◆ **Supplied data**
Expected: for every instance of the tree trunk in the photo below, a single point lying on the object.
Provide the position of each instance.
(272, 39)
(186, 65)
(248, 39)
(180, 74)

◆ **Exercise requirements**
The whole listing should be copied verbatim.

◆ **Task answer**
Expected: for every instance of the tree trunk in the photo below, a single point lying on the object.
Provide the position of each instance.
(272, 39)
(186, 65)
(248, 39)
(180, 74)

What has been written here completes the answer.